Задание -
Какие книги, согласно воспоминаниям о Заболоцком, лежали в пакетах, которые несли из Книжной лавки по Кузнецкому?

Исходный текст -
────────────────────────────────────────
Екатерина Заболоцкая с детьми
Пока все кипело в сердцах пятерых людей (Василию Семеновичу предстояло оставить свою жену Ольгу Михайловну), пока все еще по существу оставалось неопределенным, Николай Алексеевич стал всем говорить, что женат он на мне и, взяв небольшое количество необходимых вещей, переехал в мою комнату в коммунальной квартире на «Первой Мещанской».
Ссориться мы начали буквально с первого же дня. Как только был исчерпан предыдущий предмет обсуждения, — выхожу я за него замуж или нет, — этим предметом стала политика. Я была сравнительно молода (двадцать восемь лет), мысли свои высказывала запальчиво. Заболоцкий отвечал мне спокойно и твердо: «Для меня политика — это химия. Я ничего не понимаю в химии, ничего не понимаю в политике, и не хочу об этом думать». По молодости, или по глупости, но я поняла его слова буквально. Если он не понимает — я ему объясню.
Дни-то какие были — конец октября, ноябрь 1956 года...
И вот я вдохновенно разглагольствовала о том, что без политики ничего не существует, что наша жизнь пропитана ею; несложными примерами я подкрепляла свои несложные мысли. Заболоцкий отмалчивался, но, видно, думал что-то свое. Как-то мы шли с ним вверх по Кузнецкому — из Книжной лавки ко мне на Мещанскую. У нас в руках были пакеты с только что купленными книгами: первый «День поэзии», сборник стихов Мартынова. Вдруг Николай Алексеевич остановился и спросил меня: «Скажи, Наташа, а ты не занимаешься ли химией?» Я засмеялась, и мы пошли дальше.
Войдя в комнату, Николай Алексеевич положил на стол пакеты и, не дав мне снять пальто, сказал: «Подойди ко мне». Я подошла, он обеими руками сжал мне лицо и, заставляя смотреть в глаза, с какой-то жестокой торжественностью сказал: «Наташа! Я прошу тебя дать мне честное слово, что ты не занимаешься химией. Ты не занимаешься тем, что я называю химией. Честное слово»...
Разве не главное в близости людей — заветная черта, которую не перейти влюбленности и страсти? В сущности, мы оставались чужими, но оба возлагали надежды на свой отъезд...
В Малеевке жили тогда именитые личности, к ним приехала машина из правления Союза писателей. На машине прибыла секретарша с заданием: получить у некоторых писателей подписи под воззванием к писателям-венграм. Заболоцкого не было в списке тех людей, к которым секретарше надлежало обратиться. Но я увидела, что он не только не рад, но, напротив, задет этим и озабочен. «Что же произошло, как ты думаешь? Почему ко мне не обращаются?»...
Сначала мне хотелось его успокоить, я сказала, что наверно просто забыли о нем, не знали, что он здесь. «Как же не знали? Известно, что я здесь». Тогда я не выдержала и сказала резко: «Я тебя не понимаю. Мне кажется, тебе просто повезло, ты можешь легко избежать унижения. А ты беспокоишься, что не попал в обойму»...
Странно — я очень хорошо помню эти свои слова и совсем не помню его ответа. Это часто бывает с людьми, когда они взволнованы. Но я думаю, что я не помню по одной только причине — что он не сказал мне ничего. Память у меня достаточно хорошая.
────────────────────────────────────────
Исходные данные -

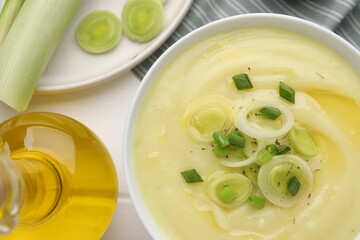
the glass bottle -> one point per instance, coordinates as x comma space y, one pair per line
57, 180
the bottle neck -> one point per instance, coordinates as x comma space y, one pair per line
42, 187
29, 191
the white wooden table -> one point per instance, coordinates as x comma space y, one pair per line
103, 109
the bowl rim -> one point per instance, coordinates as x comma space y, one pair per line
274, 20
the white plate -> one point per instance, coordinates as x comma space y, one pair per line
71, 68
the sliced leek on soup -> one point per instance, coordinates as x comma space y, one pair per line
286, 180
207, 115
230, 190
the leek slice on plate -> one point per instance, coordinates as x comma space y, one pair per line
142, 20
98, 32
275, 177
29, 46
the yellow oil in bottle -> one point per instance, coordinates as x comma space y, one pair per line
70, 183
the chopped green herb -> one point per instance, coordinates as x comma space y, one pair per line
227, 195
242, 81
256, 201
220, 139
221, 152
286, 92
294, 185
263, 156
191, 176
269, 112
236, 138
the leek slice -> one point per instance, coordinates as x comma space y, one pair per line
7, 16
274, 176
207, 115
251, 150
142, 20
251, 172
29, 46
303, 141
230, 190
249, 123
98, 32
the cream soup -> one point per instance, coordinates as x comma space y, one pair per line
327, 94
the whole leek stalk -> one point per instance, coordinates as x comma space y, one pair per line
7, 16
28, 47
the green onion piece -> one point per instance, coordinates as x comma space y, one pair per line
227, 195
256, 201
283, 149
273, 149
28, 47
142, 20
98, 32
303, 141
236, 138
293, 185
220, 139
242, 81
251, 172
263, 157
286, 92
269, 112
221, 152
7, 16
191, 176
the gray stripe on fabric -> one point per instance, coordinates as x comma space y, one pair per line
261, 6
341, 16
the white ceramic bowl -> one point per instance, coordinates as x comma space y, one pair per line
321, 34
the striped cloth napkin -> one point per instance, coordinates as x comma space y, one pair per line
340, 16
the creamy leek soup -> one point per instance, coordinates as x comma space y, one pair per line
251, 134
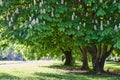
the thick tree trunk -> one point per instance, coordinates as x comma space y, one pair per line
68, 58
98, 65
98, 56
84, 63
84, 59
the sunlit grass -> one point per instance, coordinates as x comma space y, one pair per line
44, 70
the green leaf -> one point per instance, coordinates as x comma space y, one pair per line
101, 12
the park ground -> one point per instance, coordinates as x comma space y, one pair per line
53, 70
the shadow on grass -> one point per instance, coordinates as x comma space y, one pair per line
51, 76
64, 67
76, 69
5, 76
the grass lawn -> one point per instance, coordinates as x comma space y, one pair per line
50, 70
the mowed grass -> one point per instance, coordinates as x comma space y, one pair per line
50, 70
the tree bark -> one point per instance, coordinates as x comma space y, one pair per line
99, 56
68, 58
84, 58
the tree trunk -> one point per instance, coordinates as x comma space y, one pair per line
84, 59
98, 65
84, 62
98, 56
68, 58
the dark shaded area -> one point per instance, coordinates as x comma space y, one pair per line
64, 67
76, 69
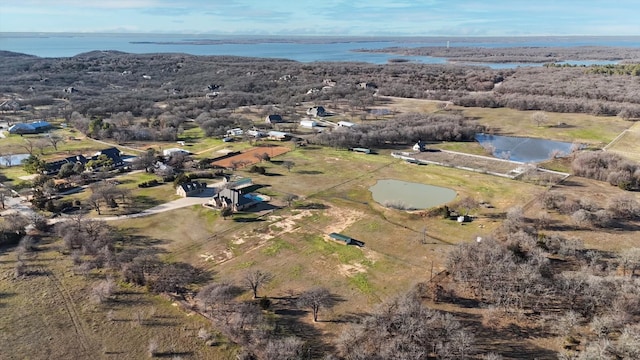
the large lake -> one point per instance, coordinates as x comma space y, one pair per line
411, 196
308, 49
523, 149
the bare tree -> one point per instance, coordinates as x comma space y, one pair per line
8, 159
216, 294
315, 299
4, 194
540, 118
103, 290
289, 348
257, 278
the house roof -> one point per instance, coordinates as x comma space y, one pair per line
191, 186
112, 153
54, 166
274, 117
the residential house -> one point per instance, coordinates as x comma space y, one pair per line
420, 146
190, 188
171, 151
113, 154
367, 85
310, 124
273, 119
235, 132
53, 167
316, 111
278, 135
233, 198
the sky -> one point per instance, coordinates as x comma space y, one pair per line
326, 17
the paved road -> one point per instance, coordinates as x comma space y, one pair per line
21, 205
171, 205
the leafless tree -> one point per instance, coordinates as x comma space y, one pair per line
4, 194
8, 159
256, 279
540, 118
289, 348
216, 295
315, 299
103, 290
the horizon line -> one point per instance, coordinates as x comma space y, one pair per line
308, 35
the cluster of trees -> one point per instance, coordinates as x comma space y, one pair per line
620, 209
607, 166
246, 323
404, 129
116, 86
122, 127
216, 123
597, 296
404, 328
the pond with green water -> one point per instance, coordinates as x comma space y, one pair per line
410, 196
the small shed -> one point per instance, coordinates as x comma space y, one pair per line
346, 124
361, 150
346, 239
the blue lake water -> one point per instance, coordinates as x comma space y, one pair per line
64, 45
523, 149
411, 196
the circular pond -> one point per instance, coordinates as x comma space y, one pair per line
524, 149
410, 196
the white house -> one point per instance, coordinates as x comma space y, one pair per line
235, 132
308, 124
171, 151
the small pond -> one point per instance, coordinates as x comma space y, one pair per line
523, 149
14, 160
410, 196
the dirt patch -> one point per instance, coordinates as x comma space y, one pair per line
351, 269
342, 219
248, 157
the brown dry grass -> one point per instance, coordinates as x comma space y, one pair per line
248, 157
49, 315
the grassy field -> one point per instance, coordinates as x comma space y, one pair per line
291, 242
628, 144
581, 128
49, 315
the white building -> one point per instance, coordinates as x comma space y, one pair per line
308, 124
235, 132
────────────────────────────────────────
Результат выполнения -
Первый «День поэзии» и сборник стихов Мартынова.